Episode 1 — Fundamentals / 1.21 — Arrays

1.21.f -- Practice Problems

In one sentence: Hands-on coding exercises covering array creation, CRUD operations, searching, sorting helpers, and classic interview patterns -- each with problem statement, hints, step-by-step solution, and explanation.

Navigation: <- 1.21.e -- Basic Iteration . 1.21.g -- Multidimensional Arrays ->

How to use these problems

Read the problem statement and try to solve it yourself first.
Check the hints only if you are stuck.
Compare your solution with the provided one -- there are many valid approaches.
Run the code in your browser console or Node.js.
Challenge yourself with the bonus tasks at the end of each problem.

Problem 1: Todo List Manager

Problem: Build a simple todo list using an array. Implement functions to:

Add a task
Remove a task by name
Display all tasks
Mark a task as complete

Hints:

Store tasks as objects: { text: "...", done: false }
Use findIndex() to locate a task by name
Use splice() to remove by index

Solution

const todos = [];

// Add a task
function addTask(text) {
  todos.push({ text: text, done: false });
  console.log(`Added: "${text}"`);
}

// Remove a task by name
function removeTask(text) {
  const index = todos.findIndex(task => task.text === text);
  if (index === -1) {
    console.log(`Task "${text}" not found`);
    return;
  }
  todos.splice(index, 1);
  console.log(`Removed: "${text}"`);
}

// Display all tasks
function displayTasks() {
  if (todos.length === 0) {
    console.log("No tasks!");
    return;
  }
  console.log("\n=== TODO LIST ===");
  for (const [i, task] of todos.entries()) {
    const status = task.done ? "[x]" : "[ ]";
    console.log(`${i + 1}. ${status} ${task.text}`);
  }
  console.log(`Total: ${todos.length} | Done: ${todos.filter(t => t.done).length}\n`);
}

// Mark a task as complete
function completeTask(text) {
  const task = todos.find(t => t.text === text);
  if (!task) {
    console.log(`Task "${text}" not found`);
    return;
  }
  task.done = true;
  console.log(`Completed: "${text}"`);
}

// Test it
addTask("Buy groceries");
addTask("Walk the dog");
addTask("Write report");
addTask("Call dentist");
displayTasks();

completeTask("Walk the dog");
completeTask("Call dentist");
displayTasks();

removeTask("Call dentist");
displayTasks();

Explanation:

push() adds tasks to the end of the array.

Written task
Switch "hints" to "clues" in the passage of the array practice page starting at "How to use these" and ending at "console or Node.js.", and write out that passage in full. The records that follow come from a separate source.

Stored entries
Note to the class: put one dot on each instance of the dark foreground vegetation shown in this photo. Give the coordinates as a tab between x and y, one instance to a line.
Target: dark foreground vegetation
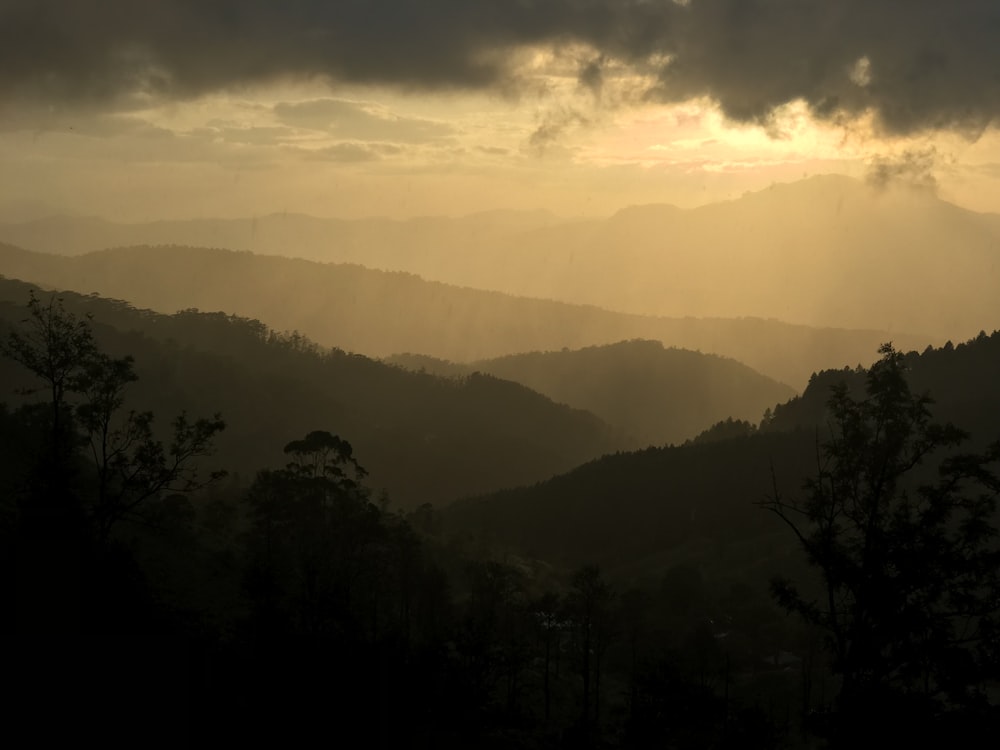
154	601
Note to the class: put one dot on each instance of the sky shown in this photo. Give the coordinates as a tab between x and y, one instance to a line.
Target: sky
165	109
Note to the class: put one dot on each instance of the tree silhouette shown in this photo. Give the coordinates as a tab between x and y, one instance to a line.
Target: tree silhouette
908	562
86	391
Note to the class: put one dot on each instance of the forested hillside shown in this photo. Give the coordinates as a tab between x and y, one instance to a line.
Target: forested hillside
424	438
654	394
696	502
379	314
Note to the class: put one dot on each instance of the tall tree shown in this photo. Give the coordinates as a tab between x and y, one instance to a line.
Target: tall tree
908	562
86	391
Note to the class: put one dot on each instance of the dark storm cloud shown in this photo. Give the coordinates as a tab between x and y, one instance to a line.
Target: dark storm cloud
929	63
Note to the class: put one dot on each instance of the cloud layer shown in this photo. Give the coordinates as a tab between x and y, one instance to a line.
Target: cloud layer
914	64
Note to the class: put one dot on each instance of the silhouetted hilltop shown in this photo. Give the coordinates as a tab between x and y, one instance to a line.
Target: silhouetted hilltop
824	251
962	381
423	438
381	313
658	395
646	510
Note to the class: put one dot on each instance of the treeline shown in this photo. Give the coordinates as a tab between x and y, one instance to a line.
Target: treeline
424	438
154	602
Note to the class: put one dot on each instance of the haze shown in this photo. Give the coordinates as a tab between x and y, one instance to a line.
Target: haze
399	368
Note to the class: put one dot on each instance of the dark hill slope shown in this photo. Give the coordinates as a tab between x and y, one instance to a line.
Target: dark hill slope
658	395
645	509
423	438
379	313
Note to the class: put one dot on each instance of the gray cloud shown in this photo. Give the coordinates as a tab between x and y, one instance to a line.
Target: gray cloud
552	127
349	152
352	120
930	63
913	167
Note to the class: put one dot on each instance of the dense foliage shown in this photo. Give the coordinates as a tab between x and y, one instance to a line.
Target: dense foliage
149	606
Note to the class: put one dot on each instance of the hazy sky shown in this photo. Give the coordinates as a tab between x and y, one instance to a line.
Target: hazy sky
152	109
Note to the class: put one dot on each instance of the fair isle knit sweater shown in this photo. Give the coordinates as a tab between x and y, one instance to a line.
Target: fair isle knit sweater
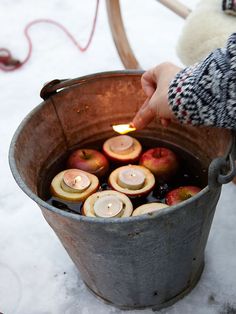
205	93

Written solution
How to use these problems

Read the problem statement and try to solve it yourself first.
Check the clues only if you are stuck.
Compare your solution with the provided one -- there are many valid approaches.
Run the code in your browser console or Node.js.